# [WHAT YOU SHOULD DO]
Show each line of the data below that contains the string "pipe".

(A run of records)
—————
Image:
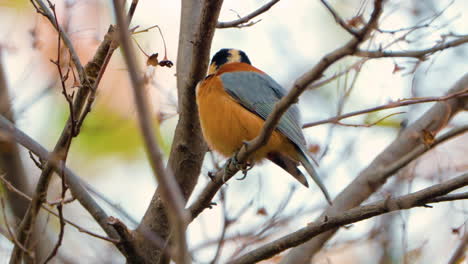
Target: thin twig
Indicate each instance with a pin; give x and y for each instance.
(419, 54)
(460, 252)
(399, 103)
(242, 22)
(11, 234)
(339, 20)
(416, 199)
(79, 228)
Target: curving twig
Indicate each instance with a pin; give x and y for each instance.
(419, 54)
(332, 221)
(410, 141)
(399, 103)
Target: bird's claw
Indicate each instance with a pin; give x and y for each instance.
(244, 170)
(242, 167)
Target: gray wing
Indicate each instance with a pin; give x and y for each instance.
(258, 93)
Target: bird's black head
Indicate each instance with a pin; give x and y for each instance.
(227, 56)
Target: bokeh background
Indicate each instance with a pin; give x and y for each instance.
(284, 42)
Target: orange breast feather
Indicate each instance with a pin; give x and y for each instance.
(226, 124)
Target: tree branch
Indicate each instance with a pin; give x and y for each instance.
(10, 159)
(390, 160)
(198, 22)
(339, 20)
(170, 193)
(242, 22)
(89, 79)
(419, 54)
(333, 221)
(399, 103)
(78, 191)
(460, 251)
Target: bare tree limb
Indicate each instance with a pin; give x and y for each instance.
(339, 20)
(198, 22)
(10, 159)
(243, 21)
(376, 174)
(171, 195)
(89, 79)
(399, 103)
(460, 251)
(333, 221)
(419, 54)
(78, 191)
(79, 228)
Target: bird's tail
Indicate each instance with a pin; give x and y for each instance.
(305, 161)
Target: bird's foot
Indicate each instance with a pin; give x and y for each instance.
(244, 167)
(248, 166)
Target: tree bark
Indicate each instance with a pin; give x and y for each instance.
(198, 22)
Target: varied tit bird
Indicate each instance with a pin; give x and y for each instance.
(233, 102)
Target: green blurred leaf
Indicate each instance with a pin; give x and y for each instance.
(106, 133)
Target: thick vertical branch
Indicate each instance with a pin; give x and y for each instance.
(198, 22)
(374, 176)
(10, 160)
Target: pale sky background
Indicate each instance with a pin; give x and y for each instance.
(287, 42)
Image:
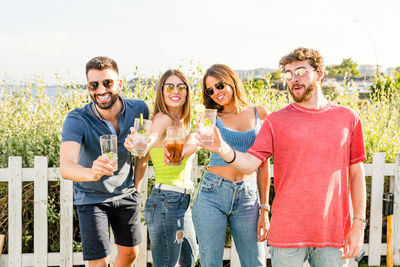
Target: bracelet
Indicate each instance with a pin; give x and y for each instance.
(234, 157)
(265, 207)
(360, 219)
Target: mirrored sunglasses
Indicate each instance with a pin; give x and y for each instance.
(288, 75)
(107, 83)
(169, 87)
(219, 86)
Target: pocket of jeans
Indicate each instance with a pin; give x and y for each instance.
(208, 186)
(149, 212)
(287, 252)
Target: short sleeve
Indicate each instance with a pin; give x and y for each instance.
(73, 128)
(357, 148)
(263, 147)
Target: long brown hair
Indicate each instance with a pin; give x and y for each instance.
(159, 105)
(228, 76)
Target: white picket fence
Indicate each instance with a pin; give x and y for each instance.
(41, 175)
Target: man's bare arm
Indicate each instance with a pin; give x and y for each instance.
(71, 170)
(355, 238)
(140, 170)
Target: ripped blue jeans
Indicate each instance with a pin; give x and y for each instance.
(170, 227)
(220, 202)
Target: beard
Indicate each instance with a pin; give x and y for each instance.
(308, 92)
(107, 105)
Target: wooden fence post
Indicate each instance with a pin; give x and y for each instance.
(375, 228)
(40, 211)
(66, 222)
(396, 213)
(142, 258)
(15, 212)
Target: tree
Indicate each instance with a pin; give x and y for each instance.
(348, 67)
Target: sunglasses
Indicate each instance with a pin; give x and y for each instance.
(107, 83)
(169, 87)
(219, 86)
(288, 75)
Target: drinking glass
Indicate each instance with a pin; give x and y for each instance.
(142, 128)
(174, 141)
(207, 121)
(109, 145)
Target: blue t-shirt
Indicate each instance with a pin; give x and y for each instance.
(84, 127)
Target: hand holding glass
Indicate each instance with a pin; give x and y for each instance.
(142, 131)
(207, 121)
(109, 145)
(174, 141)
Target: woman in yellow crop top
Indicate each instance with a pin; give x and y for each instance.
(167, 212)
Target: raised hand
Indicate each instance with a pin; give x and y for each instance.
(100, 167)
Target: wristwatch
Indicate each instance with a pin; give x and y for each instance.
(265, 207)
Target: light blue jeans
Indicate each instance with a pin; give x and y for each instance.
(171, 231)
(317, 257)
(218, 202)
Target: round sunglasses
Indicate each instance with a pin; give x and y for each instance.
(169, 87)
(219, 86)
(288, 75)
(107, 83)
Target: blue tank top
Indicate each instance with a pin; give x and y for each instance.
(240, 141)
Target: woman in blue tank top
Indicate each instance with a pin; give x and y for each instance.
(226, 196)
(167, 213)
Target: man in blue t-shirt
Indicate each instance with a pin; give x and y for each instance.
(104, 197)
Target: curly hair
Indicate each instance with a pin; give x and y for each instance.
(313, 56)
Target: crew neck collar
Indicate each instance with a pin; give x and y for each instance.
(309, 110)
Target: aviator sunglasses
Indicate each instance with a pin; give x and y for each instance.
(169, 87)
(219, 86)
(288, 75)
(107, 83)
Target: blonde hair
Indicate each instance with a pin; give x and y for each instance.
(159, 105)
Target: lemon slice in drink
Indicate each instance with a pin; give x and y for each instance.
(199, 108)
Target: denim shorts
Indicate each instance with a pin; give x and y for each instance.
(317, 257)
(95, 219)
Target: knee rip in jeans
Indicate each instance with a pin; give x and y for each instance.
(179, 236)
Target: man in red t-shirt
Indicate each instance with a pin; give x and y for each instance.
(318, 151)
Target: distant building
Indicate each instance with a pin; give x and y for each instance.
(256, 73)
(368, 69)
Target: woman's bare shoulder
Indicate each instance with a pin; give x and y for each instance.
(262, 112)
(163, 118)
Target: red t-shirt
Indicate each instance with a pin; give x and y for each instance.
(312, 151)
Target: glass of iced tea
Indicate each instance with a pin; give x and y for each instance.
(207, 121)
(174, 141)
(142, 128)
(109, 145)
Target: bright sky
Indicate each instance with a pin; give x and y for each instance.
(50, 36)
—————
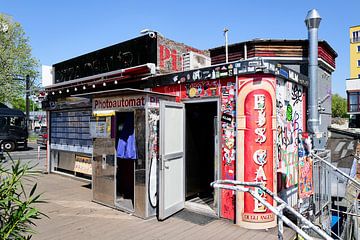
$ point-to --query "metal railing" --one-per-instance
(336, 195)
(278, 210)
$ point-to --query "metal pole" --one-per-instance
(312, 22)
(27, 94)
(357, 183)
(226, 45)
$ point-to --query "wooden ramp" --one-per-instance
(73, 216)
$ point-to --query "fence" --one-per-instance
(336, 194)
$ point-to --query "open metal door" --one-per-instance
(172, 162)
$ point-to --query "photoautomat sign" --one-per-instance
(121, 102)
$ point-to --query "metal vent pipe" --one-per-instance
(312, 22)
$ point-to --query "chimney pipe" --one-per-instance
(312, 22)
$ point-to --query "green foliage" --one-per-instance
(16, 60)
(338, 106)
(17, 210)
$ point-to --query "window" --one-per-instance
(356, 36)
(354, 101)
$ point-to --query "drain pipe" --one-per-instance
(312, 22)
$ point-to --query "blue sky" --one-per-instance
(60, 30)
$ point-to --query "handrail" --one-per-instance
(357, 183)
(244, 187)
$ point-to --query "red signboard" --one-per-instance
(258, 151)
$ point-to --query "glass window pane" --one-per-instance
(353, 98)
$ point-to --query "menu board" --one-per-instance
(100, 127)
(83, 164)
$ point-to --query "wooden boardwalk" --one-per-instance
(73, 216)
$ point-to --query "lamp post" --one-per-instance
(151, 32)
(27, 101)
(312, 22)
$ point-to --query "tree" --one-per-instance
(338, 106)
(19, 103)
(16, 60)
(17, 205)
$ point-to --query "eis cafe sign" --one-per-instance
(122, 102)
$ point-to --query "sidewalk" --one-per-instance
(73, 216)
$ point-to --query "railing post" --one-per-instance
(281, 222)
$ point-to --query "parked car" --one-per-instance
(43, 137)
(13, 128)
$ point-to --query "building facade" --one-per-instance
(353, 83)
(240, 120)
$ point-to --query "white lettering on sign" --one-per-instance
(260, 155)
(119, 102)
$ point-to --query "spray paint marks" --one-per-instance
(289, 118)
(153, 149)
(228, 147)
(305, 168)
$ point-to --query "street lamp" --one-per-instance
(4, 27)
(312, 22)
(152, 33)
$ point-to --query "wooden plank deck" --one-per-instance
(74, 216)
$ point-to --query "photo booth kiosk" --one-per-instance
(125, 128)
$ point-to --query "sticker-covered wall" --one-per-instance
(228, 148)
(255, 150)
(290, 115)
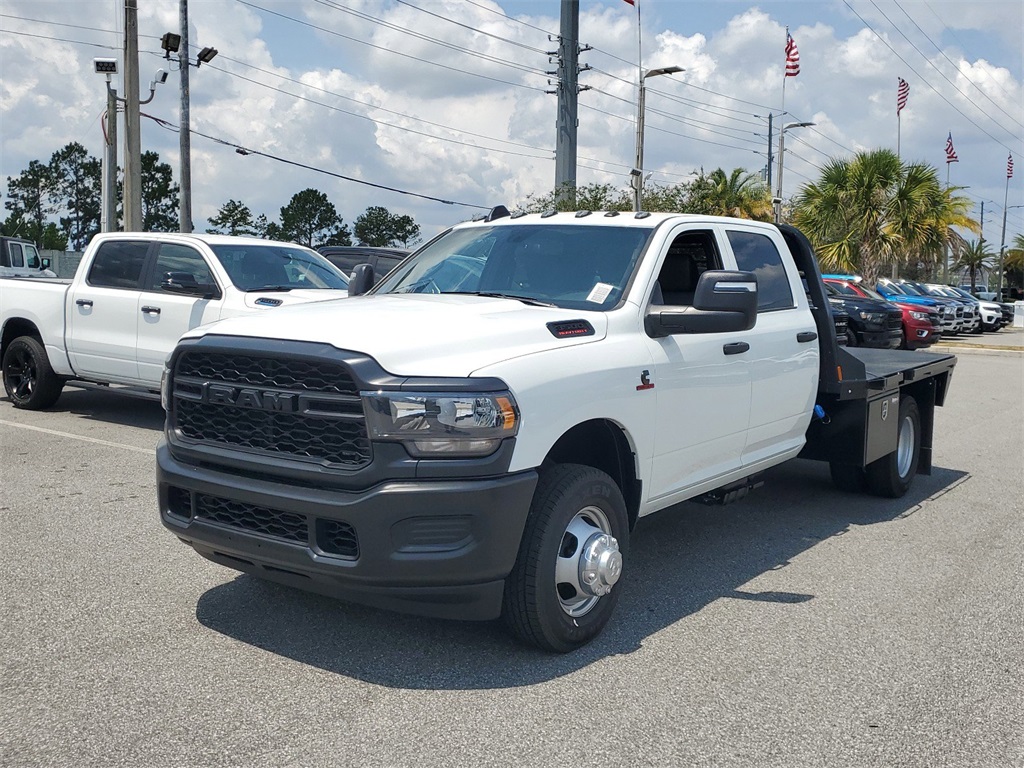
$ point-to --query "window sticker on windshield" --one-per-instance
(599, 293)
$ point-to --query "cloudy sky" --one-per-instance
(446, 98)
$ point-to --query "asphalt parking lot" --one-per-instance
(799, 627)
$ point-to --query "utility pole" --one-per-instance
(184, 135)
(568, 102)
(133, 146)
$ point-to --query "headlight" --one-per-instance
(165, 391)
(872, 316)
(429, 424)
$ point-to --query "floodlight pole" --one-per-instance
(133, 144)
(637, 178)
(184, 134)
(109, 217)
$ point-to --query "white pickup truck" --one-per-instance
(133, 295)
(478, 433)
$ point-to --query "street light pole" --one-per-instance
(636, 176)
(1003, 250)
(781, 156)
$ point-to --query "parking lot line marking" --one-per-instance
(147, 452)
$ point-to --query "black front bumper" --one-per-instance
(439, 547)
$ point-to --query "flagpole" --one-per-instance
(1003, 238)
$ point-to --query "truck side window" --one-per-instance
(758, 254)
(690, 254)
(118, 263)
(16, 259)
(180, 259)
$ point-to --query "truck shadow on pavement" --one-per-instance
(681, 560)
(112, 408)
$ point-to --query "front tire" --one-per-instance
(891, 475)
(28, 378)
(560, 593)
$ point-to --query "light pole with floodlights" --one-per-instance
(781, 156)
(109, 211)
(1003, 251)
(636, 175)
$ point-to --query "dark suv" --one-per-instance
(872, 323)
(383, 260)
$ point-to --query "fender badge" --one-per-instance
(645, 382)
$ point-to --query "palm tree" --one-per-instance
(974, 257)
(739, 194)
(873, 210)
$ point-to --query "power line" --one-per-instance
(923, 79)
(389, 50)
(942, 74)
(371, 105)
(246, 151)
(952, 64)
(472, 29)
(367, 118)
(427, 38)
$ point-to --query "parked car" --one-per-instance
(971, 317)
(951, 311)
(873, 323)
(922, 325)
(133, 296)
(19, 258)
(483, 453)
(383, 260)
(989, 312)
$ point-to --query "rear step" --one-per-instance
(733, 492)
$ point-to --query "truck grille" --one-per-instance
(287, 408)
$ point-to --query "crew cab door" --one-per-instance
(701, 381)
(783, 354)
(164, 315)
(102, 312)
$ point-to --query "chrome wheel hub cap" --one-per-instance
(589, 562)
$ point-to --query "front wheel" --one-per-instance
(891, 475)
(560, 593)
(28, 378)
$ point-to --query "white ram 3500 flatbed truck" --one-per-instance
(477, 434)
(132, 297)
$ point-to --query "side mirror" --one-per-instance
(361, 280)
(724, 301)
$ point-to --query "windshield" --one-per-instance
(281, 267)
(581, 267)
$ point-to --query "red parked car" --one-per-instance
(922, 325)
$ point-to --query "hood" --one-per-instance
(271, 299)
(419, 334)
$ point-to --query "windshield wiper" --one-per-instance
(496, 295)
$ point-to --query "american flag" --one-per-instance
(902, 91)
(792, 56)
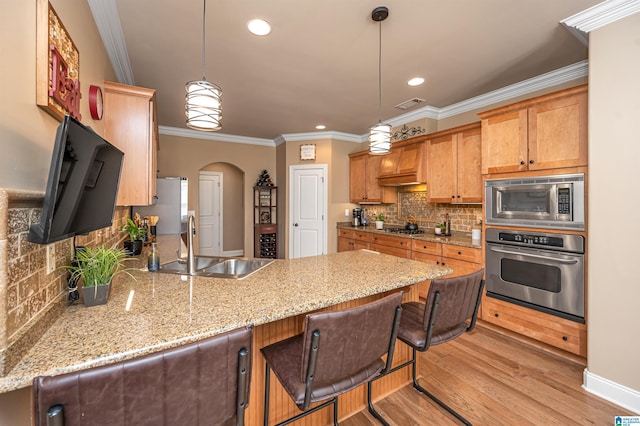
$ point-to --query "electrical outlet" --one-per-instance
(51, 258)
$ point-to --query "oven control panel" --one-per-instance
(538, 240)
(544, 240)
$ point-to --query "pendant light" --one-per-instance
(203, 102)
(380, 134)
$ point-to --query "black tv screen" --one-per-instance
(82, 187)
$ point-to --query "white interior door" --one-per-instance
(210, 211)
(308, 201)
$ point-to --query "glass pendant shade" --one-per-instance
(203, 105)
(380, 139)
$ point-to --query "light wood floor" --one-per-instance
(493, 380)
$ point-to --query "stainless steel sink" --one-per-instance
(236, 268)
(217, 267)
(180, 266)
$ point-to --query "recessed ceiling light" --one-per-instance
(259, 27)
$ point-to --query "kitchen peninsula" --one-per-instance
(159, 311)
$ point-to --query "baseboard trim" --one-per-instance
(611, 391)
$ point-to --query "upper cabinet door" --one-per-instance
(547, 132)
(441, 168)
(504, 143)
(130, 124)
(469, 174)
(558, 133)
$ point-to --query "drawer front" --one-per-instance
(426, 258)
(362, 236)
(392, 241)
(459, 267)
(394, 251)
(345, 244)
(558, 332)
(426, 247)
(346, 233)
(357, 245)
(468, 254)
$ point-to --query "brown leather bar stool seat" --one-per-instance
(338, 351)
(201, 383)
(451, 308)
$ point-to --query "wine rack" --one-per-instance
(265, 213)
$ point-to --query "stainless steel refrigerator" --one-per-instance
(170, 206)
—————
# [WORKED SOLUTION]
$ point-to --query "metal vent pipe" --one-per-instance
$ point-to --query "chimney pipe" --one-per-instance
$ point-to --query "drain pipe" --one-per-instance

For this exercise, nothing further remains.